(Point-per-instance localization data)
━━━━━━
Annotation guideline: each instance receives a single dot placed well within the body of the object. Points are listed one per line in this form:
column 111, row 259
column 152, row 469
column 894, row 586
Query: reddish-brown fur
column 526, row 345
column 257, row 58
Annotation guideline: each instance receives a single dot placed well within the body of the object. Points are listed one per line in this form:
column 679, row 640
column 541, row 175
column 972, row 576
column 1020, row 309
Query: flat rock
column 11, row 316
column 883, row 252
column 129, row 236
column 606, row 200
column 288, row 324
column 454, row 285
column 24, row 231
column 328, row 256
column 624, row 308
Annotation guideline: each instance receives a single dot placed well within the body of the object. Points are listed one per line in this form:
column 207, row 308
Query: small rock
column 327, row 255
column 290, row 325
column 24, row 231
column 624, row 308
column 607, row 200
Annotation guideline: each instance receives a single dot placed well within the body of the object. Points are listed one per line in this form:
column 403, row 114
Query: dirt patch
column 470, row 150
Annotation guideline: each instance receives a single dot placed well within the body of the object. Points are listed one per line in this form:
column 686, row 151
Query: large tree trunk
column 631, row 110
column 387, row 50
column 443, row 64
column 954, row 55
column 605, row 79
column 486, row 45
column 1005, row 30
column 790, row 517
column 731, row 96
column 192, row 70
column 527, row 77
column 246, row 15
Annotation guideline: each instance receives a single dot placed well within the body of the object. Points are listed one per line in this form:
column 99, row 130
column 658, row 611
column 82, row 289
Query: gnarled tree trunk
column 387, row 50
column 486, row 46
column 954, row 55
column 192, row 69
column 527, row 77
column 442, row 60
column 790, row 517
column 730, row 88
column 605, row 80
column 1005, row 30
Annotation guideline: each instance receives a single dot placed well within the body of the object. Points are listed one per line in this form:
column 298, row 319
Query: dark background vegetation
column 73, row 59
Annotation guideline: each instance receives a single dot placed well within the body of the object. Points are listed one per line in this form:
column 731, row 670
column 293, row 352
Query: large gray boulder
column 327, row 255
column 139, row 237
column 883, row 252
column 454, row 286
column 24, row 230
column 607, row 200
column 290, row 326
━━━━━━
[Activity]
Transcribe the data in full, matching every line exactly.

[Written answer]
Annotation guideline: each instance receives a single dot placed well within the body of the object. Points are listed one per line in this form:
column 111, row 259
column 152, row 469
column 894, row 586
Query: reddish-brown fur
column 526, row 345
column 257, row 58
Annotation guideline: each instance receives a single dot placed well within the body of the object. Points are listed one per line in this form:
column 679, row 640
column 541, row 175
column 972, row 576
column 1020, row 309
Query: flat rock
column 11, row 316
column 883, row 252
column 129, row 236
column 606, row 200
column 288, row 324
column 454, row 285
column 24, row 231
column 328, row 256
column 624, row 308
Annotation guideline: each instance receives a single dot placed well within the body of the object. Points are listed one per line in this form:
column 207, row 308
Query: small rock
column 327, row 255
column 290, row 325
column 24, row 231
column 624, row 308
column 607, row 200
Annotation guideline: each instance receives a single dot placed well within the body of the object. Points are listed one per line in this form:
column 403, row 114
Query: dirt patch
column 470, row 150
Annotation guideline: each instance receives a single dot placed well within the body of the object. Points are listed one per line in this form:
column 686, row 151
Query: large tree trunk
column 631, row 110
column 387, row 50
column 443, row 64
column 954, row 55
column 605, row 79
column 486, row 45
column 1005, row 30
column 790, row 517
column 731, row 96
column 192, row 70
column 527, row 77
column 246, row 15
Annotation guideline: each instance receives a single dot placed well within the body of the object. Points are listed one per line in this form:
column 99, row 130
column 658, row 611
column 82, row 289
Query: gnarled tree trunk
column 387, row 50
column 486, row 46
column 954, row 55
column 192, row 69
column 527, row 77
column 442, row 60
column 790, row 517
column 730, row 88
column 605, row 80
column 1005, row 30
Annotation guideline: each instance receives a single dot placed well within the body of the object. Points are listed one per line in this form:
column 298, row 319
Query: dark background vegetation
column 73, row 59
Annotation guideline: each instance receives a single dot placed well within the body of the object. Points are listed one per line in this form:
column 731, row 670
column 293, row 352
Query: large gray boulder
column 327, row 255
column 139, row 237
column 883, row 252
column 454, row 286
column 24, row 230
column 607, row 200
column 290, row 326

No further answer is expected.